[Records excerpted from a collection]
== Segment start ==

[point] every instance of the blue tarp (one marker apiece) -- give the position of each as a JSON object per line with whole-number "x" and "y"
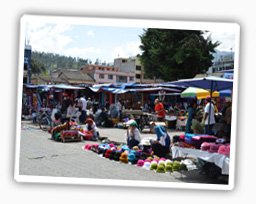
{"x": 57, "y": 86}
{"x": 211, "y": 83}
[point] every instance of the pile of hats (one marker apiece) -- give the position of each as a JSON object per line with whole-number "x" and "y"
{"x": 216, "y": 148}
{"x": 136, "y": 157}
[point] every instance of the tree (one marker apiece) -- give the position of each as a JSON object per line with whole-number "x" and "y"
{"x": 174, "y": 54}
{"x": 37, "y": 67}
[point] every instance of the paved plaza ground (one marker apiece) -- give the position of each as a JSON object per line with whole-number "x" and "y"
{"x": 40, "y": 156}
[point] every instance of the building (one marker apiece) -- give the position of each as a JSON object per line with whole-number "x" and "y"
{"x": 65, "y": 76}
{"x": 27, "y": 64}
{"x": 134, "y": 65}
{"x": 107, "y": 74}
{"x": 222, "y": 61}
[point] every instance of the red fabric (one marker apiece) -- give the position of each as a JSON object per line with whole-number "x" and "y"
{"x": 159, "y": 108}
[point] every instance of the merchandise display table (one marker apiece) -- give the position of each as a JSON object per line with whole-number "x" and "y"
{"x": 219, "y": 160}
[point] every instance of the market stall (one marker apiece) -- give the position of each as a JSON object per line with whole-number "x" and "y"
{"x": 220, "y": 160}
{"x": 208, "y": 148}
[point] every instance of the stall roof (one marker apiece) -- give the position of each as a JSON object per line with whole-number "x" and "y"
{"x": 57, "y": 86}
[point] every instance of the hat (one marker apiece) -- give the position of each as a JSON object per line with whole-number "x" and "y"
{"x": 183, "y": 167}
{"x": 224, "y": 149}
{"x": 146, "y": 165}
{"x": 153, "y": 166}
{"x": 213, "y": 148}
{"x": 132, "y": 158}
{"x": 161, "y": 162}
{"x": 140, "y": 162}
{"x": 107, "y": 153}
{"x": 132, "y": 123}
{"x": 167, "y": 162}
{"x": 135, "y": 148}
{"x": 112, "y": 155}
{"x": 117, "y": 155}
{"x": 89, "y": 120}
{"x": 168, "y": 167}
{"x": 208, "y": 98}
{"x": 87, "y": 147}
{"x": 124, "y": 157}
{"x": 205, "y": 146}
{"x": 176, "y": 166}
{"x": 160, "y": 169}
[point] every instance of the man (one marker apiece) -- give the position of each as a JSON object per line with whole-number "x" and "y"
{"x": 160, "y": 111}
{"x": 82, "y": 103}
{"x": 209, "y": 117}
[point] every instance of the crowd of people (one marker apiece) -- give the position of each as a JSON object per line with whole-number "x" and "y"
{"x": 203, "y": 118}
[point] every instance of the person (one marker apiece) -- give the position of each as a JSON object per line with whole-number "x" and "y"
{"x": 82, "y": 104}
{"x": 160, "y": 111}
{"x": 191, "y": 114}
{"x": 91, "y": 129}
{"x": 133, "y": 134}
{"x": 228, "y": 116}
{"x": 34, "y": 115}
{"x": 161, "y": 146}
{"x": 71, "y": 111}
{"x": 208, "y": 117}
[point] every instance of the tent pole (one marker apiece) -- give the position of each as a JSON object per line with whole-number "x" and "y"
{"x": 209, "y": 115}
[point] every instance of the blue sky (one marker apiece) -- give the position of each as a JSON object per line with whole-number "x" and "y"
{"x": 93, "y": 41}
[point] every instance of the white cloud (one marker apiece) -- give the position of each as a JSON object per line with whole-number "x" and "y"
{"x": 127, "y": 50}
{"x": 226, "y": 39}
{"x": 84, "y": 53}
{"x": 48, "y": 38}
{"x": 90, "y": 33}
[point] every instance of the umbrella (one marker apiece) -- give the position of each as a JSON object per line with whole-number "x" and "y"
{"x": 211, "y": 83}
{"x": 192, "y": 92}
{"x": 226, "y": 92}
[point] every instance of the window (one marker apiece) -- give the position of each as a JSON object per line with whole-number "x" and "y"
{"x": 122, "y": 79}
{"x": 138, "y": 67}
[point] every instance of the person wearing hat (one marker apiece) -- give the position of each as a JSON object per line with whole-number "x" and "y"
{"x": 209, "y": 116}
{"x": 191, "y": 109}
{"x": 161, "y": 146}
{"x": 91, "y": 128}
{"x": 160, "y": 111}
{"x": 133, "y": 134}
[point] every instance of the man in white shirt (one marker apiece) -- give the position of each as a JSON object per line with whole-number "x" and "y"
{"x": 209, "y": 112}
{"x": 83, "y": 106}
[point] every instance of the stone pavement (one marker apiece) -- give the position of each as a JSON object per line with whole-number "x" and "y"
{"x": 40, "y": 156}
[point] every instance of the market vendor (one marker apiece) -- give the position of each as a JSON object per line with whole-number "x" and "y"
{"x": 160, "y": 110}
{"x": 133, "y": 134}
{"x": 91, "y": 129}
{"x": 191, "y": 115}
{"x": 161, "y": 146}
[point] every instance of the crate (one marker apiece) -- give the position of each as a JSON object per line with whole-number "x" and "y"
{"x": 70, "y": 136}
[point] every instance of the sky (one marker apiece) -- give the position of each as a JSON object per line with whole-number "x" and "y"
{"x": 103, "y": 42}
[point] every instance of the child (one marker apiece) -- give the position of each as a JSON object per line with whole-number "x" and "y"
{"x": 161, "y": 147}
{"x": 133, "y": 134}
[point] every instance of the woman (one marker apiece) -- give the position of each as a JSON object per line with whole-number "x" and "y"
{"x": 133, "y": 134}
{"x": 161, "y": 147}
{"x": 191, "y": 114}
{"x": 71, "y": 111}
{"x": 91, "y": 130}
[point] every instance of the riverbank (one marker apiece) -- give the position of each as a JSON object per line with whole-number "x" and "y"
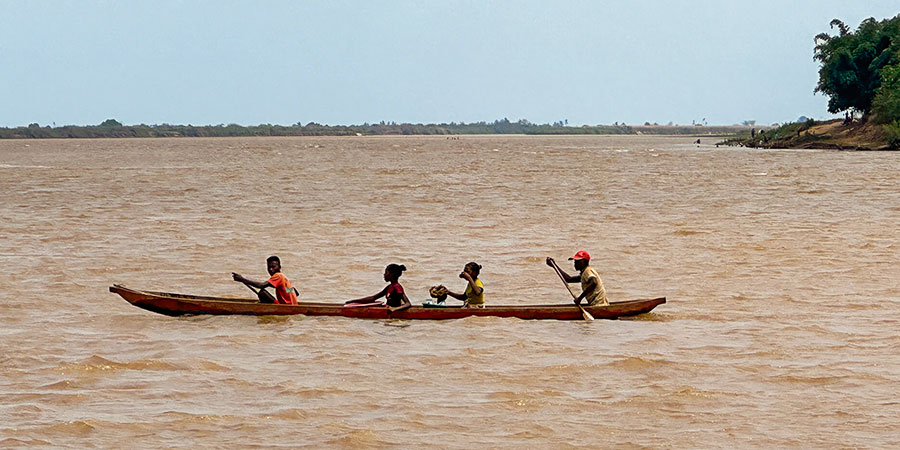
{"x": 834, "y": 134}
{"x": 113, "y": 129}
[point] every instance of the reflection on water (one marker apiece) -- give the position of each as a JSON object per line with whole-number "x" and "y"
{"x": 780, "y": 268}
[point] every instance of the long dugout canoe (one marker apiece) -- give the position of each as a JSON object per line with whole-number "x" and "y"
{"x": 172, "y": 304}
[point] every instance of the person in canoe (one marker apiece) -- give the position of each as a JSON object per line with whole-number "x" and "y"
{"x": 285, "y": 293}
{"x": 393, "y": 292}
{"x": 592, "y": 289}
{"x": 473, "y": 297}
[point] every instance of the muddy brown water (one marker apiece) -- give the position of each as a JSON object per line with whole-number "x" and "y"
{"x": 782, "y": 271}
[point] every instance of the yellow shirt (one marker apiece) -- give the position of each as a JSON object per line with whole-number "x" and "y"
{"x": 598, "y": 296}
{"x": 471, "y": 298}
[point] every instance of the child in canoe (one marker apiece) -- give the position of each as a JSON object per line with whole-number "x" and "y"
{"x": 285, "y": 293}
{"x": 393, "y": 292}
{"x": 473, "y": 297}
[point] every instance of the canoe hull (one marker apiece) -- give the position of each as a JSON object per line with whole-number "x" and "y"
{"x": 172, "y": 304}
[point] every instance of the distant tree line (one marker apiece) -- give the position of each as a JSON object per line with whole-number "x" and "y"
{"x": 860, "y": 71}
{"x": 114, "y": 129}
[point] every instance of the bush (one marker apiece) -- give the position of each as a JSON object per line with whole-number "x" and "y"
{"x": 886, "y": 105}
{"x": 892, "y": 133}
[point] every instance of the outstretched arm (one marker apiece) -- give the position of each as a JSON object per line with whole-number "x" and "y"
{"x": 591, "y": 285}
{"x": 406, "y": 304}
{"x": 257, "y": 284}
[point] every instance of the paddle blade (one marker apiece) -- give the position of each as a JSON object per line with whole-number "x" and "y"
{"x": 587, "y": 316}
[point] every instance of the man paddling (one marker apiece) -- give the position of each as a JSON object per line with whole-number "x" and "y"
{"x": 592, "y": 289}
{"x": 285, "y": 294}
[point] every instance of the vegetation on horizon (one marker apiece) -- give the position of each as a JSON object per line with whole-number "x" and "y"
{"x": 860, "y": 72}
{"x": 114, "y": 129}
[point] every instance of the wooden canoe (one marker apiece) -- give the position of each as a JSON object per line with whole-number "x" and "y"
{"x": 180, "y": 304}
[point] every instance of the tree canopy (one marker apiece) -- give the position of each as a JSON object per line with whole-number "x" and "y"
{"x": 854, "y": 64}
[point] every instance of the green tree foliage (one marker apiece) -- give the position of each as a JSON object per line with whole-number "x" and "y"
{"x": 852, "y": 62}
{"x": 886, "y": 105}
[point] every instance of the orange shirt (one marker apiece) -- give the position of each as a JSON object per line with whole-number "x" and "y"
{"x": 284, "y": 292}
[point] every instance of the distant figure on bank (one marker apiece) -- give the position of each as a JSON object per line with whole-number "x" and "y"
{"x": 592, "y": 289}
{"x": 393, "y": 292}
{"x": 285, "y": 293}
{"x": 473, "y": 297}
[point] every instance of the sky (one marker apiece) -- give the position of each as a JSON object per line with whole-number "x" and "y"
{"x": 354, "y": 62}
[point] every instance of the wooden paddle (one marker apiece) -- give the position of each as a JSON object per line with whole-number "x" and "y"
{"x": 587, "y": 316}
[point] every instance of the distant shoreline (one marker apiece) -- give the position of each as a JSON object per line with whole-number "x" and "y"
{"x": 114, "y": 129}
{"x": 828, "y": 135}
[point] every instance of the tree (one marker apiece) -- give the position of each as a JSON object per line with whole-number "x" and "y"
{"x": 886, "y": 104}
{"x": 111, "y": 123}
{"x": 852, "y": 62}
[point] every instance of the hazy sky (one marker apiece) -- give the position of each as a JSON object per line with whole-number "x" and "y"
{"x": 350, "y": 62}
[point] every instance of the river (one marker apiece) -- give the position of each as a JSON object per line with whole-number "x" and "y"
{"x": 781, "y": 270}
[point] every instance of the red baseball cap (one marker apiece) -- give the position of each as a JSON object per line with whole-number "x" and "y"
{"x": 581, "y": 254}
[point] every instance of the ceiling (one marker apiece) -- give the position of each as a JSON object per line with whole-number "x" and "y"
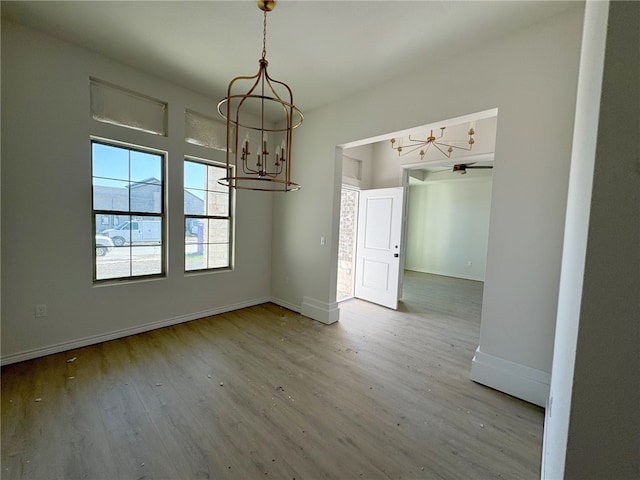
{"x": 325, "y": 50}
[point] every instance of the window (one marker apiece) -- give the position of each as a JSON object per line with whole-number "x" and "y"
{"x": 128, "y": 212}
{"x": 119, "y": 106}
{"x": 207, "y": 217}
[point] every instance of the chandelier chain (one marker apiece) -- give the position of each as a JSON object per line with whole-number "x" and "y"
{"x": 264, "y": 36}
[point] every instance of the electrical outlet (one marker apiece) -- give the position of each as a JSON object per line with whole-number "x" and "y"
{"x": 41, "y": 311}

== Segment end ==
== Segment start ==

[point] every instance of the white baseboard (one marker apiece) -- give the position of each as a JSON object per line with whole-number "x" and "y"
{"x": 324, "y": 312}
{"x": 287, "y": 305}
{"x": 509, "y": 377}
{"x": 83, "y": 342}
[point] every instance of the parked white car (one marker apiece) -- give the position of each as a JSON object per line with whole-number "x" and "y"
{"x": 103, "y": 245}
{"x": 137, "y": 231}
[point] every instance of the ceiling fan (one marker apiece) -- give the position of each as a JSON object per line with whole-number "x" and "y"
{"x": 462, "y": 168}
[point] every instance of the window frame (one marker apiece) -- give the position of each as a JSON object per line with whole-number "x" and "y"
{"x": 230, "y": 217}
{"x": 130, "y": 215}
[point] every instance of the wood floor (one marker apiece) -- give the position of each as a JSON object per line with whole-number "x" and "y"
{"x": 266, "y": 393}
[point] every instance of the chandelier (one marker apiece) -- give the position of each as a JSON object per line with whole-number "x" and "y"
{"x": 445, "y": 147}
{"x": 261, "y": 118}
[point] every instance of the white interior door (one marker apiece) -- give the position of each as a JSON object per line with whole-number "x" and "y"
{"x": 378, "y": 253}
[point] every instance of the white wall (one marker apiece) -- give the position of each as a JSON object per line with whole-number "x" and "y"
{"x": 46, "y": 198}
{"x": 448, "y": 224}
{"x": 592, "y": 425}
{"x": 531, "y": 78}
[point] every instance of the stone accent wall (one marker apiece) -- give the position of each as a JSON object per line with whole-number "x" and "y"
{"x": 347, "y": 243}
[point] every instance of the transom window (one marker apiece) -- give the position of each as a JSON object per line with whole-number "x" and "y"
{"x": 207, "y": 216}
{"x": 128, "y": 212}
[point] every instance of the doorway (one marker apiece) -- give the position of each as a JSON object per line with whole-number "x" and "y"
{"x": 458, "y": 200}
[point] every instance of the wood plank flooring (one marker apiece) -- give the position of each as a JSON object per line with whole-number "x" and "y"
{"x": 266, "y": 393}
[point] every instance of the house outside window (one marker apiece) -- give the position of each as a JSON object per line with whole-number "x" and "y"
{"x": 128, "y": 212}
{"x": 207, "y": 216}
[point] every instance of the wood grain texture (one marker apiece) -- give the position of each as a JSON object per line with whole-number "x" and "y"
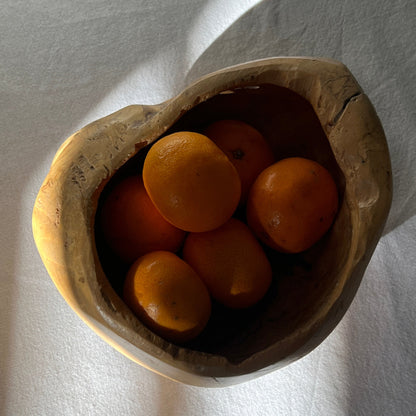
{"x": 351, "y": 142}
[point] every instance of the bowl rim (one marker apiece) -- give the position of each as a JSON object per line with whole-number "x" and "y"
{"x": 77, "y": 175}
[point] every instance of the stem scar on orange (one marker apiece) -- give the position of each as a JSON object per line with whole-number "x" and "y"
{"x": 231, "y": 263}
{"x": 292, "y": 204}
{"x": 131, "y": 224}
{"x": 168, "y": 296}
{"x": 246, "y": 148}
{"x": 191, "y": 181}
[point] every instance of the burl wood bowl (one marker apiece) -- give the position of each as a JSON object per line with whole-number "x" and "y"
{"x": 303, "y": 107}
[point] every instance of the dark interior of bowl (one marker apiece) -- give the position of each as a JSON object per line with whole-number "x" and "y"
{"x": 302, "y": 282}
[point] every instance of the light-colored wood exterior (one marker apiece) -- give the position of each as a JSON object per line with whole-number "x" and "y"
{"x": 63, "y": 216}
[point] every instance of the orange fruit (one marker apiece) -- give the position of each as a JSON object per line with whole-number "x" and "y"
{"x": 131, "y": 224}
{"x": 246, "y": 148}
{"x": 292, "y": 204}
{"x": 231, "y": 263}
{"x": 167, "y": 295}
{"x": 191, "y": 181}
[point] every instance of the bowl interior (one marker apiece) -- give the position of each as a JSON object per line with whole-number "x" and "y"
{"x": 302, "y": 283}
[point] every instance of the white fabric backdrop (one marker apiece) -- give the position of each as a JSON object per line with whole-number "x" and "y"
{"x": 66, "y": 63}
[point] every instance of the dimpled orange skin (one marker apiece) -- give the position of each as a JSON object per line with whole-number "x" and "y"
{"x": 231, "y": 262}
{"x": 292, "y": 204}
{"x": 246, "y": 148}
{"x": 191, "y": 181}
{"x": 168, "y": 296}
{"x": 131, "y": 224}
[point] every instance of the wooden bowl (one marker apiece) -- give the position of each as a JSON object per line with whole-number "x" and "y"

== Segment end ==
== Segment start ==

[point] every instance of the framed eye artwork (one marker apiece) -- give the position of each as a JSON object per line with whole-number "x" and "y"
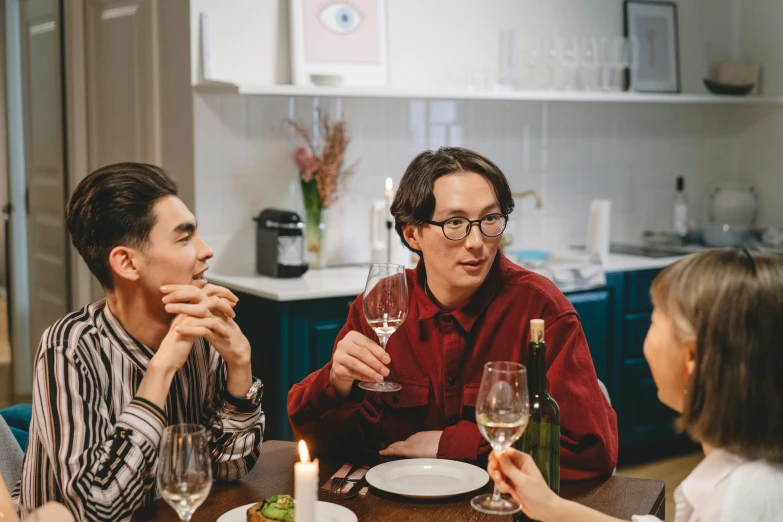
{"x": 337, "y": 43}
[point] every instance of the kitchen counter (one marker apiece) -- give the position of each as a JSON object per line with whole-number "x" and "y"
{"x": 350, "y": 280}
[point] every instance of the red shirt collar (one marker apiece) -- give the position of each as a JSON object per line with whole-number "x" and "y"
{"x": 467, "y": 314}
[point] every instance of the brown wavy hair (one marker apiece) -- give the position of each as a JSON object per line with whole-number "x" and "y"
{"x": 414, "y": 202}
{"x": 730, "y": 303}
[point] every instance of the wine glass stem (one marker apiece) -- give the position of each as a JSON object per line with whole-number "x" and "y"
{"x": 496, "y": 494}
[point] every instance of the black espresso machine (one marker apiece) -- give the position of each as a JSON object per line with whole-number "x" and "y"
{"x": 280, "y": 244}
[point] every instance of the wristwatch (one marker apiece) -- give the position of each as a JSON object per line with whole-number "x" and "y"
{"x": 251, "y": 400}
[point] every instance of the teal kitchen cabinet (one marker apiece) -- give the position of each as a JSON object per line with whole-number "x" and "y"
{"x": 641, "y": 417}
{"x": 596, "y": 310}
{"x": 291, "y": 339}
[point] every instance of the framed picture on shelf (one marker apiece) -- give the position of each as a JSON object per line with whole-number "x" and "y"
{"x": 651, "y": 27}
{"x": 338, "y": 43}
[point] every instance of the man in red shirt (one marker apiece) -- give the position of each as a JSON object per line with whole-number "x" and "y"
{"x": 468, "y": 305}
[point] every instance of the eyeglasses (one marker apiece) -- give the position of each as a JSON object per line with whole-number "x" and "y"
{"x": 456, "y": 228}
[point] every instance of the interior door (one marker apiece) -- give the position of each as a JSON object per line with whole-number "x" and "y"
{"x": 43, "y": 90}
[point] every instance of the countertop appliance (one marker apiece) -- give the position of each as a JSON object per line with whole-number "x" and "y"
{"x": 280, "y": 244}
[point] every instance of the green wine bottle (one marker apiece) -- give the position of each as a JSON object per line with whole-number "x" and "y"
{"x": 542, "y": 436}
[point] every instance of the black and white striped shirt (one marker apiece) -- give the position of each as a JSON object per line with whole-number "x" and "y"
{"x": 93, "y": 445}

== Segment end ==

Set down again, word for word, the stretch of records from the line with "[point] every instance of the light-colored" to the line with "[point] every instance of the wooden bowl", both of those lines included.

» **Written solution**
[point] every instance of the light-colored wood exterior (one marker apiece) -- give the position of each as a JSON object per line with whole-number "x" and "y"
{"x": 63, "y": 216}
[point] every instance of the orange fruit (one marker apiece) -- give the position of each as a JSON object per line with whole-number "x" and "y"
{"x": 131, "y": 224}
{"x": 246, "y": 148}
{"x": 292, "y": 204}
{"x": 231, "y": 263}
{"x": 167, "y": 295}
{"x": 191, "y": 181}
[point] every instance of the bowl interior (one marker apiece) -- give the position of each as a JSON object per line with whole-number "x" and "y"
{"x": 302, "y": 283}
[point] every instance of the white fabric backdrop (one marker apiece) -- give the position of each as a JSON object per line with whole-number "x" and "y"
{"x": 66, "y": 63}
[point] every instance of the dimpled orange skin (one marker apiece) -- give the position of each as a JSON object per line with whole-number "x" and "y"
{"x": 231, "y": 262}
{"x": 292, "y": 204}
{"x": 246, "y": 148}
{"x": 191, "y": 181}
{"x": 168, "y": 296}
{"x": 131, "y": 224}
[point] every instance of the wooden bowl (one marker apiece) -- give the position of each as a JSON object per line with whole-number "x" and "y"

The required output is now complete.